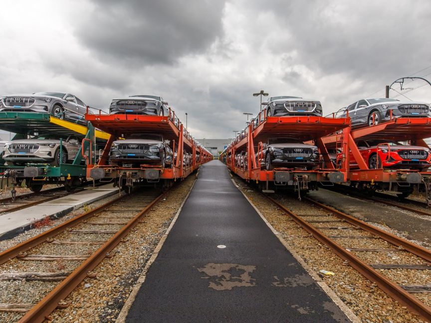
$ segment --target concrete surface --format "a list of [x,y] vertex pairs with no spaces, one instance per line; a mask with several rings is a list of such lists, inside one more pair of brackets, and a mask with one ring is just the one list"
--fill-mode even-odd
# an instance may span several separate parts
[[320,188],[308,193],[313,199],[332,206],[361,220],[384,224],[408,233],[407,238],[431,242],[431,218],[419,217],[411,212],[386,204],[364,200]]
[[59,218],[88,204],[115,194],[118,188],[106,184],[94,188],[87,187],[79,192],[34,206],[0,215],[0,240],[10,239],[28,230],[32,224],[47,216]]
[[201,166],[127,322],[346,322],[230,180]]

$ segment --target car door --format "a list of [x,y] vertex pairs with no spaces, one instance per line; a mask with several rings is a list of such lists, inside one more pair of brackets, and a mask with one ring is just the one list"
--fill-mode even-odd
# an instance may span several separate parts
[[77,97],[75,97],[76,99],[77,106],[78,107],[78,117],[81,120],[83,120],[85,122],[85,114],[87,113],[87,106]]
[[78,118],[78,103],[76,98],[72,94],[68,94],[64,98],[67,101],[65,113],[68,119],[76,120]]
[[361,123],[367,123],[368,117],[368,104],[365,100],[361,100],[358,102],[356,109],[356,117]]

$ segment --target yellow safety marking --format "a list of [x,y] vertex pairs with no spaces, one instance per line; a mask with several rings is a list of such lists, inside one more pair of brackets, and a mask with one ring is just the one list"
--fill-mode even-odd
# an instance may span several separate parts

□ □ □ □ □ □ □

STATED EXERCISE:
Can you arrange every line of the listing above as a Markdown table with the columns "Row" and "Line," numbering the rows and skipping blank lines? Omit the pictures from your table.

RESPONSE TO THE TASK:
| Row | Line |
|---|---|
| 1 | $ segment --target concrete surface --format "a list of [x,y] vertex pairs with no spaces, one instance per line; a mask with several rings is a list of such lists, inside one more pair of brackets, and a mask with one ring is just the one list" |
| 2 | --fill-mode even-odd |
| 3 | # an instance may span several separate parts |
| 4 | [[320,188],[308,193],[313,199],[332,206],[361,220],[384,224],[408,233],[407,238],[431,242],[431,218],[419,217],[411,212],[386,204],[364,200]] |
| 5 | [[59,218],[88,204],[115,194],[118,188],[106,184],[94,188],[87,187],[79,192],[34,206],[0,215],[0,240],[10,239],[28,230],[32,224],[47,216]] |
| 6 | [[201,166],[127,322],[346,322],[230,180]] |
| 7 | $ segment --target car door --format "a list of [x,y] vertex pairs with no spaces, one instance per line; a mask with several rings is a list of such lists, inside one more pair of brackets, and a mask with one ring is just the one list" |
| 8 | --fill-mode even-odd |
| 9 | # an instance may span several separate parts |
| 10 | [[77,97],[75,97],[76,99],[77,106],[78,107],[78,117],[81,120],[83,120],[85,122],[85,114],[87,113],[87,106]] |
| 11 | [[78,118],[78,103],[76,98],[72,94],[68,94],[64,98],[67,101],[65,113],[68,119],[76,120]] |
| 12 | [[361,123],[367,123],[368,117],[368,104],[365,100],[361,100],[358,102],[356,109],[356,117]] |
| 13 | $ segment --target yellow safety marking --format "a list of [x,y] vertex pairs with no spaces, one instance per line; a mask with several rings is a list of such lists, inside one more pair of brackets, and a mask with one ring is just the one list" |
| 14 | --fill-mode even-odd |
| 15 | # an instance may span several separate parts |